#### PROBLEM
Reproduce the items from the line containing "the locomotive windshield" through the line containing "(1033, 286)", substituting "mark" for every "tag" and leaving everything else unchanged.

#### DATASET EXCERPTS

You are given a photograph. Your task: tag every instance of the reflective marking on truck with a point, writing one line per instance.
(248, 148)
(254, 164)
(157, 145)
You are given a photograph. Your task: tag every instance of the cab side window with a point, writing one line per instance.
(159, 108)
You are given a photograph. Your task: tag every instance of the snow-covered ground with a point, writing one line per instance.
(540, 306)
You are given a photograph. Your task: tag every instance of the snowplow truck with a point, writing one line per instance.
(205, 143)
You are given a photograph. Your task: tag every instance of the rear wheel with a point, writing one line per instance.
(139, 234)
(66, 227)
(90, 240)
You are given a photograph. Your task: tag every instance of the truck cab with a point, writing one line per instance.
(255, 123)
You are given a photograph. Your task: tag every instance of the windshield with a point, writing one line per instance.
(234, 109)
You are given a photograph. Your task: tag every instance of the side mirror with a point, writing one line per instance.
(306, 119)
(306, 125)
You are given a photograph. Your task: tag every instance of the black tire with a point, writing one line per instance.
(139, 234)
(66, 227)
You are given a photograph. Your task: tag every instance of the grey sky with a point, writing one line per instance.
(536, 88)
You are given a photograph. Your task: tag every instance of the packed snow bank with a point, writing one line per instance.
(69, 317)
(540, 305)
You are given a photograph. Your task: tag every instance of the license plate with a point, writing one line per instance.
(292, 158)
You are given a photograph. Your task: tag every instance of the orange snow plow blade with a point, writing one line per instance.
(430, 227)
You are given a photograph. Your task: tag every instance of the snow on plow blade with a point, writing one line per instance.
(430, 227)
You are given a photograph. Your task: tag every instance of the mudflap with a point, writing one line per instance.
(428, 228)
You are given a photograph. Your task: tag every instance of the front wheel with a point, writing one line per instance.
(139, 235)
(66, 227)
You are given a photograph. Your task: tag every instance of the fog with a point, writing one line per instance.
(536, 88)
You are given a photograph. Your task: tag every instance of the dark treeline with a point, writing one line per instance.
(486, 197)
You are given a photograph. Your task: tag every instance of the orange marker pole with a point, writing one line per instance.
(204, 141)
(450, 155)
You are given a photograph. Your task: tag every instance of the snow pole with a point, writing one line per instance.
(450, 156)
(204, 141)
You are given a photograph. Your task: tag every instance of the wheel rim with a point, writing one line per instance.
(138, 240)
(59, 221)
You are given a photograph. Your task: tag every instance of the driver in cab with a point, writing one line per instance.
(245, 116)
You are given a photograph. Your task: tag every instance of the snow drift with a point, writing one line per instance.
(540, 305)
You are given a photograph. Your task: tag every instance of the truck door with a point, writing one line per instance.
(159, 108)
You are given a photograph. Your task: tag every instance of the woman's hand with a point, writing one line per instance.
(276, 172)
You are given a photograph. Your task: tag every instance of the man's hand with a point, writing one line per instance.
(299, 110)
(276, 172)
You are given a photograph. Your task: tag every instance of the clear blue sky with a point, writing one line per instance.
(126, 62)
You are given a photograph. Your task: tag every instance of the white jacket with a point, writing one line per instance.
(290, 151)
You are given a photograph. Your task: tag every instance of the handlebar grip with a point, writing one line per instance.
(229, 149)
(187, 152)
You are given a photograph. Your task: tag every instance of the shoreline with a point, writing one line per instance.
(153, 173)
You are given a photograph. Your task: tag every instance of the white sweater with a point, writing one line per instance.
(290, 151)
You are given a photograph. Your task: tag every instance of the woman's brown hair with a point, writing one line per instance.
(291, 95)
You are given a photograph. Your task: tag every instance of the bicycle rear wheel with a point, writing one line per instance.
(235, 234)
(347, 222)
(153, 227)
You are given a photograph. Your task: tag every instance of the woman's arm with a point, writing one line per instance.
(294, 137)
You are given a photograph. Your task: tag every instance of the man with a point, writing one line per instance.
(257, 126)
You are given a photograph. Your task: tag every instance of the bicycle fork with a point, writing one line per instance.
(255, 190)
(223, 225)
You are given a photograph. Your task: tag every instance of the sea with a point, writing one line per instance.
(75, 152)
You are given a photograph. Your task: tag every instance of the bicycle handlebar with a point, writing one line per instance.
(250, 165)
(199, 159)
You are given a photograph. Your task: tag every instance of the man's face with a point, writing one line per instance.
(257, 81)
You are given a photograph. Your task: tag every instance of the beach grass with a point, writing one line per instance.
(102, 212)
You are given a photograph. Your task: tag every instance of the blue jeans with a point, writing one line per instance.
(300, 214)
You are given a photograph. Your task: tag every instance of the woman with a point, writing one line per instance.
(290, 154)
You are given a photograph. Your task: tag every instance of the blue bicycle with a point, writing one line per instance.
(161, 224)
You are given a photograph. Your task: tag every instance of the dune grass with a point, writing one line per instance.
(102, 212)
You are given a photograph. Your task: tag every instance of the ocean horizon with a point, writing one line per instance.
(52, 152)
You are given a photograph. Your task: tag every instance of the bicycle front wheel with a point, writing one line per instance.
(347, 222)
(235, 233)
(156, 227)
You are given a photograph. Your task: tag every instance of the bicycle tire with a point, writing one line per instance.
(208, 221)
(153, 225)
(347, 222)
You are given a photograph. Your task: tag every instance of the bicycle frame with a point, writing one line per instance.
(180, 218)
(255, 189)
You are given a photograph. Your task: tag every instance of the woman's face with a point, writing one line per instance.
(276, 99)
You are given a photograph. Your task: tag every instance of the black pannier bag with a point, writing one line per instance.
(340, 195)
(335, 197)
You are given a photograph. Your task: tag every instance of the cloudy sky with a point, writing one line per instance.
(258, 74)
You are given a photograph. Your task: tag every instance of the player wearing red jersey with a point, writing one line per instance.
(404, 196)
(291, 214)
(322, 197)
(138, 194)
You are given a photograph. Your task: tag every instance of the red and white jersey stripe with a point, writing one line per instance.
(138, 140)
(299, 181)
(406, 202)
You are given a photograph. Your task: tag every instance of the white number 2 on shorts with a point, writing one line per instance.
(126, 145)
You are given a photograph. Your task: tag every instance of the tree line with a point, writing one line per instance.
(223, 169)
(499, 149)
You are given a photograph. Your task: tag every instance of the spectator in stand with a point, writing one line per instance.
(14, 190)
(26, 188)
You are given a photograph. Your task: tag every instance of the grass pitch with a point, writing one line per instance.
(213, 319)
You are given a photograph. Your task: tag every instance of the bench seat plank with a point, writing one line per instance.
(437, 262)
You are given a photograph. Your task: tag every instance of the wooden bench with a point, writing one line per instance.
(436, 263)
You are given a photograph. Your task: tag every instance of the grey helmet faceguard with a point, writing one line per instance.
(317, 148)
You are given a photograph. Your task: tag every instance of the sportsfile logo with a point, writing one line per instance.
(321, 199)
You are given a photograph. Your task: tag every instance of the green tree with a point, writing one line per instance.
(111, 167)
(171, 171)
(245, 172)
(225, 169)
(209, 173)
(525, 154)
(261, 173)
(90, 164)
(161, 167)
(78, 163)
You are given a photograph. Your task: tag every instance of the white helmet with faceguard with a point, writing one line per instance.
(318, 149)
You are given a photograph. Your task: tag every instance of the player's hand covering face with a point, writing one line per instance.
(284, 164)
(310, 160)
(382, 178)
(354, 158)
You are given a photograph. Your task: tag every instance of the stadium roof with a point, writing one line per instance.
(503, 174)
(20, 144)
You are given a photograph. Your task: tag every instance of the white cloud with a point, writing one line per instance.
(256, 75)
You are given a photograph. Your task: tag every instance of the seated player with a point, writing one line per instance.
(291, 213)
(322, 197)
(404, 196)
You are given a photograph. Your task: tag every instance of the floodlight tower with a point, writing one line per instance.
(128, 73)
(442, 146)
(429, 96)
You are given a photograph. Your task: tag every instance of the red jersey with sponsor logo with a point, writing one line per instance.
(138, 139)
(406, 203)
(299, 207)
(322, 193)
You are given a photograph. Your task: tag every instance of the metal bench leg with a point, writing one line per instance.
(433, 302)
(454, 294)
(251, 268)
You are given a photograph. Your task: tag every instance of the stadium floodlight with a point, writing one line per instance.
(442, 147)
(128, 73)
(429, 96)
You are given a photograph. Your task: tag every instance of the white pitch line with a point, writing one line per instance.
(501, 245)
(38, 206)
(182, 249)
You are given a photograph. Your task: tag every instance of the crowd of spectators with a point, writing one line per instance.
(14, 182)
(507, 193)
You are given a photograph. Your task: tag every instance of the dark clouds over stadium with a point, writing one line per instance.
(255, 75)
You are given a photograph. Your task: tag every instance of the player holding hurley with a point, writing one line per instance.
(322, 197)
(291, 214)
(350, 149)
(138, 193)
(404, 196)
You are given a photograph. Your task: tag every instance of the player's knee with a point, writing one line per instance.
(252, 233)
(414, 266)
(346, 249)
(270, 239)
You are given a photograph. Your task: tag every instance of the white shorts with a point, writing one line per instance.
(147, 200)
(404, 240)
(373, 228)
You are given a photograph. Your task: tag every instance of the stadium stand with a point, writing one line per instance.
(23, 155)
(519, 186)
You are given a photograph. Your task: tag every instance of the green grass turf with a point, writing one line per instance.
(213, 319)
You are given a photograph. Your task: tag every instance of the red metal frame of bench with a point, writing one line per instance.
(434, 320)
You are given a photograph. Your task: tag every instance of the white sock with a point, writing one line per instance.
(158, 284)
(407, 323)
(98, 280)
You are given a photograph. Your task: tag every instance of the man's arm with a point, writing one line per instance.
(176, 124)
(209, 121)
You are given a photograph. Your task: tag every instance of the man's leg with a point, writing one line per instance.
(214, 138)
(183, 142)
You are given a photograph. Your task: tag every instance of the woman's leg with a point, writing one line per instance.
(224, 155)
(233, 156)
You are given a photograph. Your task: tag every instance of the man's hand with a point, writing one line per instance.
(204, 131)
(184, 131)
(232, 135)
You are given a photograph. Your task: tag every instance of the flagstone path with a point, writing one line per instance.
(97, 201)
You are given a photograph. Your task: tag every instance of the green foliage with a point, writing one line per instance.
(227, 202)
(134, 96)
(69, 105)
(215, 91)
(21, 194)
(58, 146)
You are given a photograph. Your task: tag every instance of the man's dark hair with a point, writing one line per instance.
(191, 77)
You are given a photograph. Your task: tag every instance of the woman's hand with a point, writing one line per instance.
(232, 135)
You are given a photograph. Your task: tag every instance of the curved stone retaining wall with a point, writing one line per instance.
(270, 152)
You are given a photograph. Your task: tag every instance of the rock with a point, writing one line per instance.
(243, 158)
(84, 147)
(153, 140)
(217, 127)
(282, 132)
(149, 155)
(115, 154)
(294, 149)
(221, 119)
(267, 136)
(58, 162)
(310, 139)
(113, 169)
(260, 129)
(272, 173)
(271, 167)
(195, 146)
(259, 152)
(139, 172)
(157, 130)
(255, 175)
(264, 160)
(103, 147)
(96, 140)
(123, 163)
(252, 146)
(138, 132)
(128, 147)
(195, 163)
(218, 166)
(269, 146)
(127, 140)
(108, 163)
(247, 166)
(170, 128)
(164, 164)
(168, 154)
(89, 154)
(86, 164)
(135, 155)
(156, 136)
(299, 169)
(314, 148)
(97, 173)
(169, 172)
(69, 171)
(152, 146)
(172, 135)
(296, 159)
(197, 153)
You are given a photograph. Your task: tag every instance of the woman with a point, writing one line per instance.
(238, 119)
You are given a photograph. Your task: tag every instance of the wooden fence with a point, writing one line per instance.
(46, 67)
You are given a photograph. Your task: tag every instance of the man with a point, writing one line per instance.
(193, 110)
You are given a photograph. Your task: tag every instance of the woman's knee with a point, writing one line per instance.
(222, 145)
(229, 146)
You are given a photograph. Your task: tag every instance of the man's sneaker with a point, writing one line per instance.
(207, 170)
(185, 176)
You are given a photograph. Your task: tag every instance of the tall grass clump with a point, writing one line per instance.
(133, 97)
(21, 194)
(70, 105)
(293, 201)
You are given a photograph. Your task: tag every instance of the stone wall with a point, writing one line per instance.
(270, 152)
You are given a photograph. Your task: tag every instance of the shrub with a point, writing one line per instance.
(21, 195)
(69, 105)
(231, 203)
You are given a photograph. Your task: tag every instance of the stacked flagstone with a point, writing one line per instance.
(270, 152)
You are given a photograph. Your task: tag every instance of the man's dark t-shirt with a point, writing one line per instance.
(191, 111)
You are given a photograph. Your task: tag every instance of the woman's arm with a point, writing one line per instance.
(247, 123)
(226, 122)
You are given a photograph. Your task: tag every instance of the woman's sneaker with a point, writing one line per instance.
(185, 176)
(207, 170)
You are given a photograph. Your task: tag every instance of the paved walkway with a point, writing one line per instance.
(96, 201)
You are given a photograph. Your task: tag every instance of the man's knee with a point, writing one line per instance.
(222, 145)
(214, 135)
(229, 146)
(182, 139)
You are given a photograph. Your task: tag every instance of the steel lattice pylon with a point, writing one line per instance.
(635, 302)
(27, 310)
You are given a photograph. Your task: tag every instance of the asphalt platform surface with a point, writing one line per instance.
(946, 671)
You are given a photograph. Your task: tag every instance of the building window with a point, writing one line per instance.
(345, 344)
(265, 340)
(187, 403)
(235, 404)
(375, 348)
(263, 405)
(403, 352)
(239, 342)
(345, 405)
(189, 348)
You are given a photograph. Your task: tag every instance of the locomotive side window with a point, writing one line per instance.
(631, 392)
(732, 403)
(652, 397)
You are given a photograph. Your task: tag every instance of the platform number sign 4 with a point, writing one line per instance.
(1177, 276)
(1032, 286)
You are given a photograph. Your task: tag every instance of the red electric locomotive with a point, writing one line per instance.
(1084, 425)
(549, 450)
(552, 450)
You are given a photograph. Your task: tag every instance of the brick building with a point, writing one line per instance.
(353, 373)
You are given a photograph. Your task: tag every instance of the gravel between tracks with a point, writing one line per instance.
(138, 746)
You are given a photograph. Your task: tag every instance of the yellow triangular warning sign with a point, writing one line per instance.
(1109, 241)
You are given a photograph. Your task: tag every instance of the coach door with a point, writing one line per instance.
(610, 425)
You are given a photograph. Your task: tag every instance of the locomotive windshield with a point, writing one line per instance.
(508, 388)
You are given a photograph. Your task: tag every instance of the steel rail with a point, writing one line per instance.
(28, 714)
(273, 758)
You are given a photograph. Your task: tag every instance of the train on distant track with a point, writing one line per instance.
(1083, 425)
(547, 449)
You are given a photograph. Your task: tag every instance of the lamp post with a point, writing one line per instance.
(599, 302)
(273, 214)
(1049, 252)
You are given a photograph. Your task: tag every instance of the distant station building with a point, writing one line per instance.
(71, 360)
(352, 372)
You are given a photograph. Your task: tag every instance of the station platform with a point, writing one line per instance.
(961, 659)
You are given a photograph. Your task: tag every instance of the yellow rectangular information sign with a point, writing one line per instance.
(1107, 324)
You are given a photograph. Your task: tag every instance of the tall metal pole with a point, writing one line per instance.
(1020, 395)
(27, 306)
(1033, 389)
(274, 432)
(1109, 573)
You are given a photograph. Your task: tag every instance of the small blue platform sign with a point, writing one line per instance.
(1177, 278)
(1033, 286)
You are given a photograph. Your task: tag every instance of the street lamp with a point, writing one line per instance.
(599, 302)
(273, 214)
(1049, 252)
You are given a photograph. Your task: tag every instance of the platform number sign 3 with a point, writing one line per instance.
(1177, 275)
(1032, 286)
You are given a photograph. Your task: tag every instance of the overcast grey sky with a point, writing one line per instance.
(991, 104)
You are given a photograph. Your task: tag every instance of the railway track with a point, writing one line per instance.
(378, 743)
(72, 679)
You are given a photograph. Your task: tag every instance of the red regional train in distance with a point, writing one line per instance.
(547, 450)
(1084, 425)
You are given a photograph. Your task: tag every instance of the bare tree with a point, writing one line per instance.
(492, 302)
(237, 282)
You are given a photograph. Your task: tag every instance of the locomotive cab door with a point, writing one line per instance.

#### PROBLEM SOLUTION
You are given a photograph. Your task: mark every instance of the locomotive windshield with a point, writing one line per instance.
(508, 388)
You are given a photograph. Your task: mark every instance of the steel rail with a point, writing one line per instance.
(28, 714)
(273, 758)
You are given a photograph. Your task: mark every instance of the train on distant track with a point, writing one line per instance.
(1083, 425)
(547, 449)
You are given a photograph. Your task: mark every instance of the lamp post with a point, writing one line per instance.
(599, 302)
(273, 214)
(1049, 252)
You are given a photograph. Your task: mark every instance of the distant station building with a point, writing one line per instance.
(71, 360)
(352, 372)
You are given a photograph. Your task: mark every instance of the station platform with a point, writing one line per instance.
(961, 659)
You are given a photograph. Your task: mark every instance of the yellow rectangular information sign with a point, writing one line per instance.
(1107, 324)
You are given a photograph. Your task: mark every instance of the tall metal pole with a point, writing one line per instance.
(1020, 395)
(27, 306)
(1033, 389)
(274, 432)
(1109, 573)
You are given a photograph. Your task: mark every instance of the small blue platform sign with a point, writing one line per instance.
(1177, 278)
(1033, 286)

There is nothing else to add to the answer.